> _Jobs_:
1. In the album review, which country is the band Failure from?
2. List every field label that appears in the details block at the top of the album review.
3. Continue the album review from its final sentence.

> _Text to read_:
Monday, February 11, 2013

Failure - Perfect Isolation

Band: Failure
Album: Perfect Isolation [EP]
Genre: Post-Metal (listed as Depressive Black Metal)
Country: Honduras
Year: January 2013
I started off listening to this album yesterday and finished it a few minutes ago, not really noticing the transition in songs. It's composed of a single sound-scape, sometimes rasping into heavy riffs and melodic... screaming as typical DBM vocals go. But there's a melancholy current drifting beneath all of it and it returns to prominence during the rest of the songs, which are calm. Most songs flow into one another or have abrupt endings, but the flow isn't broken for long.

I chose this album because of the attractive cover art, which is strange and simple as far as the genre goes. The "pure" quality and thoughts of Honduras unveiled a strange artistic essence that I wanted to pry deeper into. But what happened as I listened was a question that's passed my mind many times now: How can this be called Metal? Granted the long tradition of DSBM and how the typical metal-riffs get toned down into a melancholy sound-scape, but there are entire sections of the album with just calm, electronic and drum pieces. It was just calming, atmospheric music. Maybe someday a scientific committee of metal heads will get together and label this kind of music as non-metal, just like Pluto was labelled as a "dwarf" planet rather than a planet proper. But for now we'll continue to attach the label "metal" to it. But despite it being metal or not metal, the album was a calming piece without anything to really gripe of complain about. I couldn't find anything especially special about it, other than providing a good 40 minutes of relaxing background music.

> _Dataset rows_:
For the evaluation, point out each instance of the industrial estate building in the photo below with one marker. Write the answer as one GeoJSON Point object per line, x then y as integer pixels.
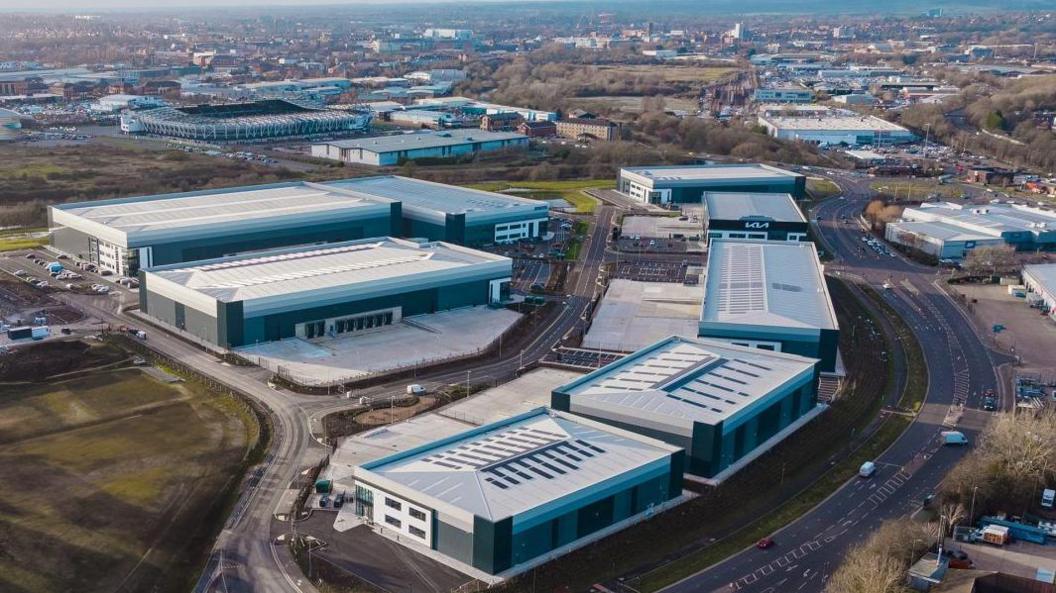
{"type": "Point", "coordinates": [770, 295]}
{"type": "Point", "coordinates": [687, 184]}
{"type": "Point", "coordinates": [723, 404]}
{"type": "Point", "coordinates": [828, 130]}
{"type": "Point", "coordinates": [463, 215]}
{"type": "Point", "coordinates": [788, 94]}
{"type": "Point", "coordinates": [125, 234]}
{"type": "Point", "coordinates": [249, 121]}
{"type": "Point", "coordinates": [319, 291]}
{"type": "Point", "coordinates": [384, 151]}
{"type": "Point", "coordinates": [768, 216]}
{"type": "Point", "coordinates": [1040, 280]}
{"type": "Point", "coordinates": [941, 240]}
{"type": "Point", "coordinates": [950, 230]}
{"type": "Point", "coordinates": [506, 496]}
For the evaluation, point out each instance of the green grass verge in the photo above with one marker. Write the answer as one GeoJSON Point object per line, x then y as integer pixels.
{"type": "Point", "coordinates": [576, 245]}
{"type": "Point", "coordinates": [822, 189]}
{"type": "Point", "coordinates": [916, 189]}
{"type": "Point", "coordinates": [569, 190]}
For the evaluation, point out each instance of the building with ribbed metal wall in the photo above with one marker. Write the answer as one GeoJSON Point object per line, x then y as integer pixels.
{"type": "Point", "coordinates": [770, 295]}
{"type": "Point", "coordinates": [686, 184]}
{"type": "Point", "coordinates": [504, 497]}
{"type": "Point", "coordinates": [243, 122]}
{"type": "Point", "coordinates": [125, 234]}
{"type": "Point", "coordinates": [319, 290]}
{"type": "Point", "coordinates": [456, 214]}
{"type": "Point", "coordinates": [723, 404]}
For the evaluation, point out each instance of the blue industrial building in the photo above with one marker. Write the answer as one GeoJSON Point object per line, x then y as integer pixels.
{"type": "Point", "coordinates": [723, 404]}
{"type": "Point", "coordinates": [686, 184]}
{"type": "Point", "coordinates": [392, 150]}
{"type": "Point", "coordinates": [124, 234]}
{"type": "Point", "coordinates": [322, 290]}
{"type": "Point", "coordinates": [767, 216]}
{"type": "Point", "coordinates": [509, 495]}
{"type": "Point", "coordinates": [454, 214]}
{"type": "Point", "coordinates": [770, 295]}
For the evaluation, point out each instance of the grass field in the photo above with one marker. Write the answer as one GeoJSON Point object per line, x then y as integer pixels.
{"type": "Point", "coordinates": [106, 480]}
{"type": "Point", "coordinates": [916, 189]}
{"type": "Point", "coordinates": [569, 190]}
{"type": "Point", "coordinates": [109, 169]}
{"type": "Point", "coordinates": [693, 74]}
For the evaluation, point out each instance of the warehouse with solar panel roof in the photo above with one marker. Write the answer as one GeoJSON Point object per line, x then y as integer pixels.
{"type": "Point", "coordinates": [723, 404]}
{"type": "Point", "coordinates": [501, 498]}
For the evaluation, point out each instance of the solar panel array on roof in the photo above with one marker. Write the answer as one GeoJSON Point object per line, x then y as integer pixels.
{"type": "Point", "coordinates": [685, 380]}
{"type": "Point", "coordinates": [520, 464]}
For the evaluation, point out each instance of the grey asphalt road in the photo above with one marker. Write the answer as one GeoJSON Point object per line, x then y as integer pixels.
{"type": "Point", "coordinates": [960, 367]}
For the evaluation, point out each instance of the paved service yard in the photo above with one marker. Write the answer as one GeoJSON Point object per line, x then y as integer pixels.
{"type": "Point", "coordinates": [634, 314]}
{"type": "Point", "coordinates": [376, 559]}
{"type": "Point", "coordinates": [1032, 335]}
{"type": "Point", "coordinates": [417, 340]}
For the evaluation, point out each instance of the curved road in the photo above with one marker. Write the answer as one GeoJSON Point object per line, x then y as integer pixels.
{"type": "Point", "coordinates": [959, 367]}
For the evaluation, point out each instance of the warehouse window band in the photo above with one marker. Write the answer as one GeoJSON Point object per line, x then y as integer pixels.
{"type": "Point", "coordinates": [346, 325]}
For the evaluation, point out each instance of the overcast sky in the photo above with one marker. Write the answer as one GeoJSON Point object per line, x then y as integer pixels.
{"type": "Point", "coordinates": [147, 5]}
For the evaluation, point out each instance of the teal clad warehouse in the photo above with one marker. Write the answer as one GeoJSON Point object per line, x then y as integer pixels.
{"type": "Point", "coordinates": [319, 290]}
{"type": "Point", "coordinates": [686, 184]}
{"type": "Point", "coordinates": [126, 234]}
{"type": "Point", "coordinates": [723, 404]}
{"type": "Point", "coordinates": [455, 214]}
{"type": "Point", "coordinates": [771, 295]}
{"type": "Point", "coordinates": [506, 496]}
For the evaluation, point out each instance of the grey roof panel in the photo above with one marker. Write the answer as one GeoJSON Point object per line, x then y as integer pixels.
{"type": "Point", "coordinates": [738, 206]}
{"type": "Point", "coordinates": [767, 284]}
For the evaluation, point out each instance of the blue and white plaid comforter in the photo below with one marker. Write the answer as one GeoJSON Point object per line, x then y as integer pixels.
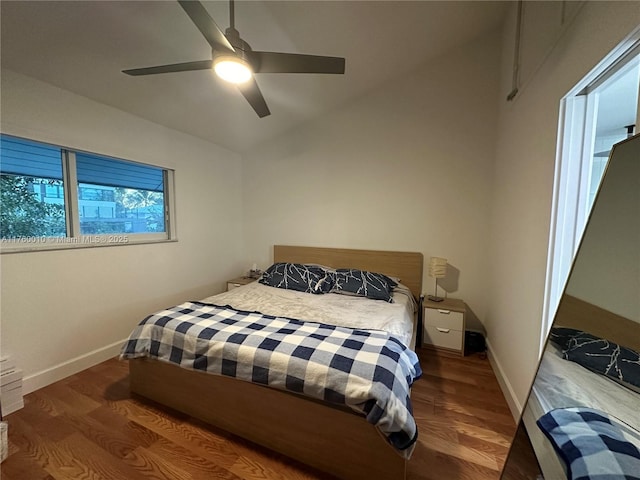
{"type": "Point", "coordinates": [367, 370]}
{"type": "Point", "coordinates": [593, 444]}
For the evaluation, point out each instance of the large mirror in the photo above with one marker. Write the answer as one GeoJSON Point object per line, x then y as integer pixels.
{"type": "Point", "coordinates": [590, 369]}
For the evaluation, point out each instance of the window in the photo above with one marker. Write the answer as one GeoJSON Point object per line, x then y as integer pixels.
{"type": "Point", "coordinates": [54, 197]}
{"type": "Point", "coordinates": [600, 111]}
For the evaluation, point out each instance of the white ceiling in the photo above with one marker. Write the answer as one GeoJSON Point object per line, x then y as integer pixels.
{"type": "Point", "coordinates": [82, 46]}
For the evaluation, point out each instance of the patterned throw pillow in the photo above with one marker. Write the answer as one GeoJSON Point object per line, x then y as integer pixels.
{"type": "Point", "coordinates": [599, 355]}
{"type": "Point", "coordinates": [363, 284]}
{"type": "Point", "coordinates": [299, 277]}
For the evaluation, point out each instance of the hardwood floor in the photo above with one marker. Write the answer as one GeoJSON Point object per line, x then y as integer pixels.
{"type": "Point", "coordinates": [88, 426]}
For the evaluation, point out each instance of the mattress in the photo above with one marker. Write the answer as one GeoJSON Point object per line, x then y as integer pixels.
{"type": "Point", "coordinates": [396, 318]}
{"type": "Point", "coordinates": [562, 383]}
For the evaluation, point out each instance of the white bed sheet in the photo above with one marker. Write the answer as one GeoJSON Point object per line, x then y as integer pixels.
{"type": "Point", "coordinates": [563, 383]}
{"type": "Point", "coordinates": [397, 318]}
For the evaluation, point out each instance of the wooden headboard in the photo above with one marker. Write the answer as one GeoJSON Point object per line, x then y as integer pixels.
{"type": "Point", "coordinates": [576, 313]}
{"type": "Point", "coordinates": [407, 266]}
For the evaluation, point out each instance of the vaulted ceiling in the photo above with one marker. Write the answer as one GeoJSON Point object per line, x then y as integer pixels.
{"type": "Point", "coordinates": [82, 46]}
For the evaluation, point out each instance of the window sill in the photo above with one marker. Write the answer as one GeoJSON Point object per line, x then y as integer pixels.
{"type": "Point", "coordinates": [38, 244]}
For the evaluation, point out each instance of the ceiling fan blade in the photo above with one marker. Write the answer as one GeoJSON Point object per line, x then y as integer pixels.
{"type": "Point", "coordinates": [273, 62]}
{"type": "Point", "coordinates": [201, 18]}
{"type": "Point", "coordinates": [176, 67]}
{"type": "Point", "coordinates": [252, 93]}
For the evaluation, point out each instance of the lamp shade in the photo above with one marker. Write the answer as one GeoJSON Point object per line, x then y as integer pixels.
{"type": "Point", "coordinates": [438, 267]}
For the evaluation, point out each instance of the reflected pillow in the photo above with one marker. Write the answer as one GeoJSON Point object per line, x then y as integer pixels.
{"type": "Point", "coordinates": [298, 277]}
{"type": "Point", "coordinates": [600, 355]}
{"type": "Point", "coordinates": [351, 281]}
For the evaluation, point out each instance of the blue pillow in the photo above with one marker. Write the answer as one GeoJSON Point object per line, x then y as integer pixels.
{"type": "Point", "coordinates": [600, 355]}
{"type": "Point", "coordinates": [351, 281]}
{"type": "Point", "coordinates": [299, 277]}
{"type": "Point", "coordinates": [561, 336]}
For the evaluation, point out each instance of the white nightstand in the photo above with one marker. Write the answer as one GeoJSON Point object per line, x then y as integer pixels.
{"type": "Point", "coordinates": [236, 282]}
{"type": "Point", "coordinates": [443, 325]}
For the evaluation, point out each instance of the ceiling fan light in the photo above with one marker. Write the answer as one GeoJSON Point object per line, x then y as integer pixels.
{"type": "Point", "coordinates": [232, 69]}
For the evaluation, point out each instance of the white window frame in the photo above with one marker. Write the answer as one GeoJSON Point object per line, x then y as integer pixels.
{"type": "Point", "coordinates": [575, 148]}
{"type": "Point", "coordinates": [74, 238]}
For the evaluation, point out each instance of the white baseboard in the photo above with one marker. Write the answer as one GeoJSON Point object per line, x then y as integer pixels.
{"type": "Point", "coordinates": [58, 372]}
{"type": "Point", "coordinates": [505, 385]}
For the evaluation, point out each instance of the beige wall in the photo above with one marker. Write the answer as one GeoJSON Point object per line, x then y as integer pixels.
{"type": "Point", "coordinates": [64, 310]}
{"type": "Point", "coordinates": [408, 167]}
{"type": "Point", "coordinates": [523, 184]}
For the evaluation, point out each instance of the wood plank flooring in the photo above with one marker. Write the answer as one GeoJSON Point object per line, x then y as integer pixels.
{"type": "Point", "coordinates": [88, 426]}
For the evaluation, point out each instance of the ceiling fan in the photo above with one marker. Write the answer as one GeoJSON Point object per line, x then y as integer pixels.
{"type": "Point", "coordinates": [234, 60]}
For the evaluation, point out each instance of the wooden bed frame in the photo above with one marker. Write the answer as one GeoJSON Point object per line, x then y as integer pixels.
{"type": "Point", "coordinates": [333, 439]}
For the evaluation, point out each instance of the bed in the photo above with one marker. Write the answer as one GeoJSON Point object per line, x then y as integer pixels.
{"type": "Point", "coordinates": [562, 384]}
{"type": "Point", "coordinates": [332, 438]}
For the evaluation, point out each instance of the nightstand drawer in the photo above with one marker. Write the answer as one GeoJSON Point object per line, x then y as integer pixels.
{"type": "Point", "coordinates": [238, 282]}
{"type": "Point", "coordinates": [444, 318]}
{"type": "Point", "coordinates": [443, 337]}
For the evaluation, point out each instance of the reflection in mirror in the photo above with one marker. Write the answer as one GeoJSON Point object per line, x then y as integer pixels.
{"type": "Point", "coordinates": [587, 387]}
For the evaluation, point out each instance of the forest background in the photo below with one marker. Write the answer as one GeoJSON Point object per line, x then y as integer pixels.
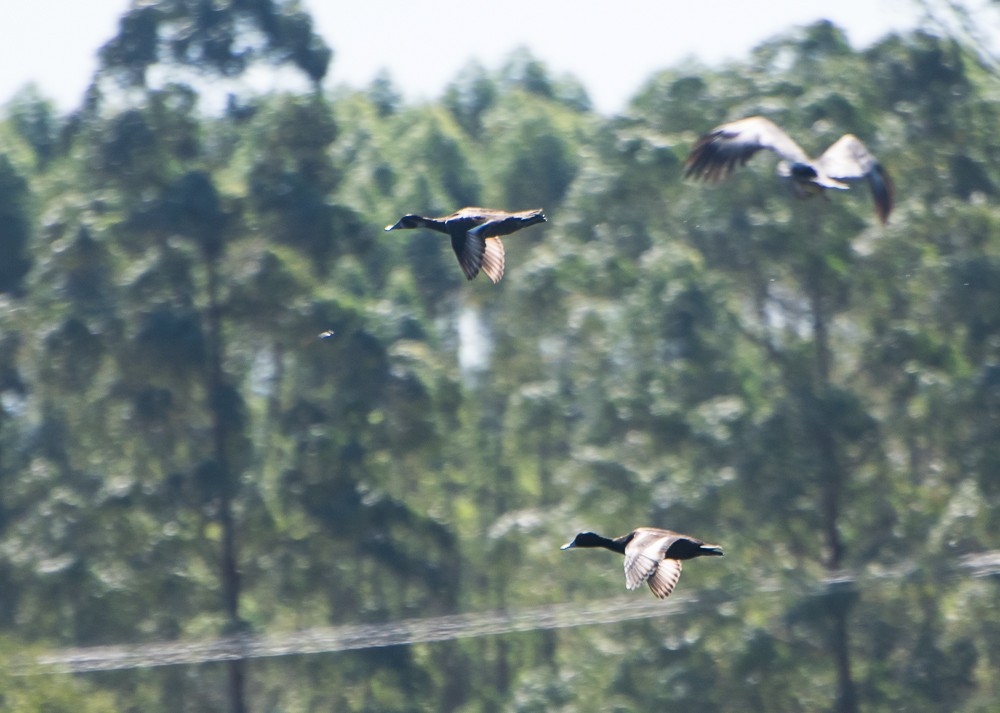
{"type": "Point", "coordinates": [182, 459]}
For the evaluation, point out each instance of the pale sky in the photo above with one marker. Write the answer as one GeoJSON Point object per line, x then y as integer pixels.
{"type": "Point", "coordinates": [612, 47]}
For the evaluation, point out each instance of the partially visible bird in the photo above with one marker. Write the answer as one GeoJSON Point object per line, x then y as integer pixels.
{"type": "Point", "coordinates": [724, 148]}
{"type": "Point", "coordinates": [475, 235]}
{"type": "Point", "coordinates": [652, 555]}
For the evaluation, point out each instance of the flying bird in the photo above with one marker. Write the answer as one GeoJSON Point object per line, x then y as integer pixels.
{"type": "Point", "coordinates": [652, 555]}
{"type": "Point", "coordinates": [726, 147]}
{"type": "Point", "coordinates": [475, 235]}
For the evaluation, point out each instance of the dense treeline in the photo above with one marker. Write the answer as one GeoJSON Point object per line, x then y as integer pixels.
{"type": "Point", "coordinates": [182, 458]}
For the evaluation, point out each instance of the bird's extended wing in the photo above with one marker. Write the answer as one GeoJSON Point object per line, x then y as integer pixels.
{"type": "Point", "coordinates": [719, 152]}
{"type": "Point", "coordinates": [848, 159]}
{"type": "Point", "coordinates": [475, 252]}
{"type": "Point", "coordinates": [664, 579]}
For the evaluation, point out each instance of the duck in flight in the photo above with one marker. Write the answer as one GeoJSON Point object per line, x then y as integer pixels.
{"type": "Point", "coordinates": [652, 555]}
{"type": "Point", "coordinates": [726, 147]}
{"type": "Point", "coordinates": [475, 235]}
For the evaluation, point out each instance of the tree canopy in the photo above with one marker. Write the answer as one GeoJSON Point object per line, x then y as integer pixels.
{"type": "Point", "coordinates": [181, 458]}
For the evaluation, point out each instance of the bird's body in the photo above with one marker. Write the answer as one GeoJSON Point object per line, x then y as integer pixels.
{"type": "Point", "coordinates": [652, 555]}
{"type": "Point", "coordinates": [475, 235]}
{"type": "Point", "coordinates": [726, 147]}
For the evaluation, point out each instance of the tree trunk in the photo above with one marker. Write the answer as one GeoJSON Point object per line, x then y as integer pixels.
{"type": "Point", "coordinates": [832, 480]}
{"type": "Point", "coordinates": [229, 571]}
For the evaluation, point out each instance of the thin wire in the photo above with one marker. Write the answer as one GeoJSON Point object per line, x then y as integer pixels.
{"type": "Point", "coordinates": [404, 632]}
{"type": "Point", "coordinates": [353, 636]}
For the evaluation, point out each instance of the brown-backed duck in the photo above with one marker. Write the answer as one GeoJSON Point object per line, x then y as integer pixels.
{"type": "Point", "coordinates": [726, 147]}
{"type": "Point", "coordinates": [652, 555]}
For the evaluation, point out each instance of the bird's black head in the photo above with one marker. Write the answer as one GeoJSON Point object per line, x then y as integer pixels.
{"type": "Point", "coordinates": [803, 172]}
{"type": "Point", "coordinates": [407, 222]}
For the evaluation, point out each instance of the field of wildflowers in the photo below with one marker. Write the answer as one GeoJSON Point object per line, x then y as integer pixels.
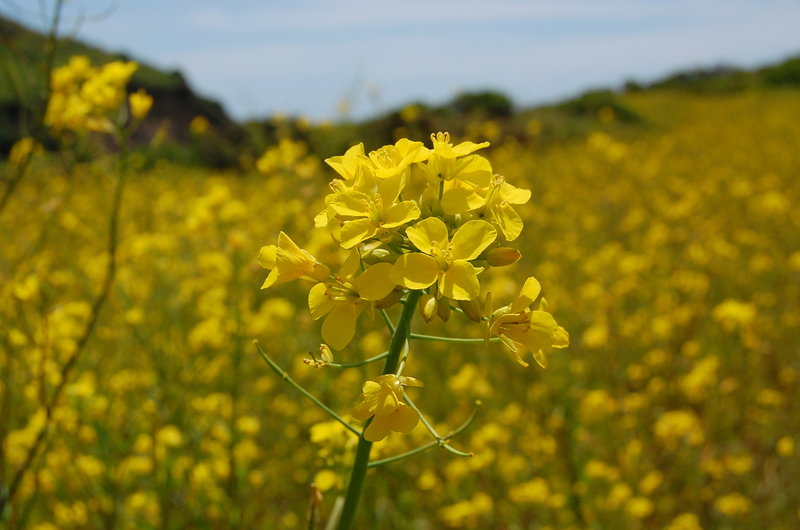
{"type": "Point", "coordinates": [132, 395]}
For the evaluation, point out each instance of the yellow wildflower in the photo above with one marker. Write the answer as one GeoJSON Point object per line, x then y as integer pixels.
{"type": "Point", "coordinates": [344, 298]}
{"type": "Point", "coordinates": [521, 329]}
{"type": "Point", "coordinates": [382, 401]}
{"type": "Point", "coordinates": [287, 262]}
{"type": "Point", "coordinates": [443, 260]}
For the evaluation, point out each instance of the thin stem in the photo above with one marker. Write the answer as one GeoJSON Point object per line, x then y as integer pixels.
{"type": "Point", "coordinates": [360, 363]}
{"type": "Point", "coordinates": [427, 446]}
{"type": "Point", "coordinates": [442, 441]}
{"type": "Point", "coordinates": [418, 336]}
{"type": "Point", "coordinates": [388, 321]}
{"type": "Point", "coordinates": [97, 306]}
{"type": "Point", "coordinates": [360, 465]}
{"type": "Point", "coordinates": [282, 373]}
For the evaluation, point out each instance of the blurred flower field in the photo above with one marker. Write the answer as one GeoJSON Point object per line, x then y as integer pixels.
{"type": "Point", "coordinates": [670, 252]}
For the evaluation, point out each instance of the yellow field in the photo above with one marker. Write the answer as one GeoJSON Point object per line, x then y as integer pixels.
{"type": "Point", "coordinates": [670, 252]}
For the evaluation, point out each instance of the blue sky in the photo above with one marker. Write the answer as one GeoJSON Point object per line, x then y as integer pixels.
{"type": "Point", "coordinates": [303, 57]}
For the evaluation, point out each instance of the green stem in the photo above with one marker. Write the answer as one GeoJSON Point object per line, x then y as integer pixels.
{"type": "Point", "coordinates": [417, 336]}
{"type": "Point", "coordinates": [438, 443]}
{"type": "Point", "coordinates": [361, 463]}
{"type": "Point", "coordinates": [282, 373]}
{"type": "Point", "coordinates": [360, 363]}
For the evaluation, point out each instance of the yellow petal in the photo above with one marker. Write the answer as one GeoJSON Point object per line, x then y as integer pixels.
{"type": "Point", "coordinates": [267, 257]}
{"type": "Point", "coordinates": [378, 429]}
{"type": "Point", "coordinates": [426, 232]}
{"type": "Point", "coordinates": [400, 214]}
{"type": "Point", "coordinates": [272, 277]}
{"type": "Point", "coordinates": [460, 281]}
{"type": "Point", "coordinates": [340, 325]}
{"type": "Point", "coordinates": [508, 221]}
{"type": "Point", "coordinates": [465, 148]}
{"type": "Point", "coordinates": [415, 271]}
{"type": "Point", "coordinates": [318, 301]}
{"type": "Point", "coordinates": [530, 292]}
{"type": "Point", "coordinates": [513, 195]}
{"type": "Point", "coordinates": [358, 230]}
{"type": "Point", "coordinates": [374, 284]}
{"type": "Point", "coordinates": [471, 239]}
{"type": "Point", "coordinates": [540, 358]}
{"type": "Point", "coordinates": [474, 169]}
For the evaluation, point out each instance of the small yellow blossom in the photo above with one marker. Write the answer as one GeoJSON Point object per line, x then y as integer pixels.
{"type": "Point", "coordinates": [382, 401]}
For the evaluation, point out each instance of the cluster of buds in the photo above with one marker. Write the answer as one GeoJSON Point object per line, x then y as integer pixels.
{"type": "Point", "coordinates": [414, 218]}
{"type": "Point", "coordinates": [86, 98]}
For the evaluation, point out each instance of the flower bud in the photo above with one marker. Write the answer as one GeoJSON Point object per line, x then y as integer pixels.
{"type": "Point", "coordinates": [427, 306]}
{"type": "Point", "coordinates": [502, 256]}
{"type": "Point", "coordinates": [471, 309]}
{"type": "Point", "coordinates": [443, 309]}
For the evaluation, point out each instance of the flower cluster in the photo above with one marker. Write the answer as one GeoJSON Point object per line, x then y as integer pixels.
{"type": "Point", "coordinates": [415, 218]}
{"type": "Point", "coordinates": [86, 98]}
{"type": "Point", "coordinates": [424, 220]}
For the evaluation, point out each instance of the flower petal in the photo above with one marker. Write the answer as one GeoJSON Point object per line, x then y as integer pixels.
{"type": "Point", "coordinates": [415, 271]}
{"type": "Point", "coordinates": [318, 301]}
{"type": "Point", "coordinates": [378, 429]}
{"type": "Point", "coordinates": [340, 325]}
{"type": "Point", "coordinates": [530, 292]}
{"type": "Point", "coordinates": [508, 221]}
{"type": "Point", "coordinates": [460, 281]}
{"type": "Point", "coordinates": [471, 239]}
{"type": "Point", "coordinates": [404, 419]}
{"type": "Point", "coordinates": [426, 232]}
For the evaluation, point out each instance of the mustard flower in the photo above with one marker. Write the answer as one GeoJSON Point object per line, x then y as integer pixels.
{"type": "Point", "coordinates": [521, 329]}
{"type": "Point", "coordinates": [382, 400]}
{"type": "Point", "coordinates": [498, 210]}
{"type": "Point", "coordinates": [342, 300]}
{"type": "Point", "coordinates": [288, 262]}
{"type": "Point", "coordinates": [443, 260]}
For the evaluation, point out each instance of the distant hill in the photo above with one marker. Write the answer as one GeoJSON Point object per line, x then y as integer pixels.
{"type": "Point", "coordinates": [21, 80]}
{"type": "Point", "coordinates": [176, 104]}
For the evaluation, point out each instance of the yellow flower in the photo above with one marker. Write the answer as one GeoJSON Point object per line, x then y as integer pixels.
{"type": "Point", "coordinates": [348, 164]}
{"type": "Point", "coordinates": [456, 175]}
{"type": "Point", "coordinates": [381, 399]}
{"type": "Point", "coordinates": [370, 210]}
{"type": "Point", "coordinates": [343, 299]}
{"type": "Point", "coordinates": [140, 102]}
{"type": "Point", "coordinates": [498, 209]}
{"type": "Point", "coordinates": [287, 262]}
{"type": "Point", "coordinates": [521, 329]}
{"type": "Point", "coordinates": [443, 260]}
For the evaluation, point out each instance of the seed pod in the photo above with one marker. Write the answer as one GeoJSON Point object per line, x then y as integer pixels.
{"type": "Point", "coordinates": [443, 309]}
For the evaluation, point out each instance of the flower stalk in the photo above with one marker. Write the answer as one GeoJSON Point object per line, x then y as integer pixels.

> _Per-task answers_:
1. Honduras

2. Band, Album, Genre, Country, Year

3.
Rated 5/10 for Ambient Neutral, calming background music with Post-Metal gaze

***

As I've started to go back on the internet, especially to blogspots posting music (like the Dumah of so long ago), I've realize once again that there is simply a mess of too many bands and albums to focus on. Never having got a chance to hear most of them, I'm going to start picking albums from recent releases (since I don't really know anything about them) and listen to them one at a time in order to rate them in a sort of list. The number of albums being uploaded is far past casual browsing these days! So I'm going to have to start a system of going through them to see which ones are worth downloading.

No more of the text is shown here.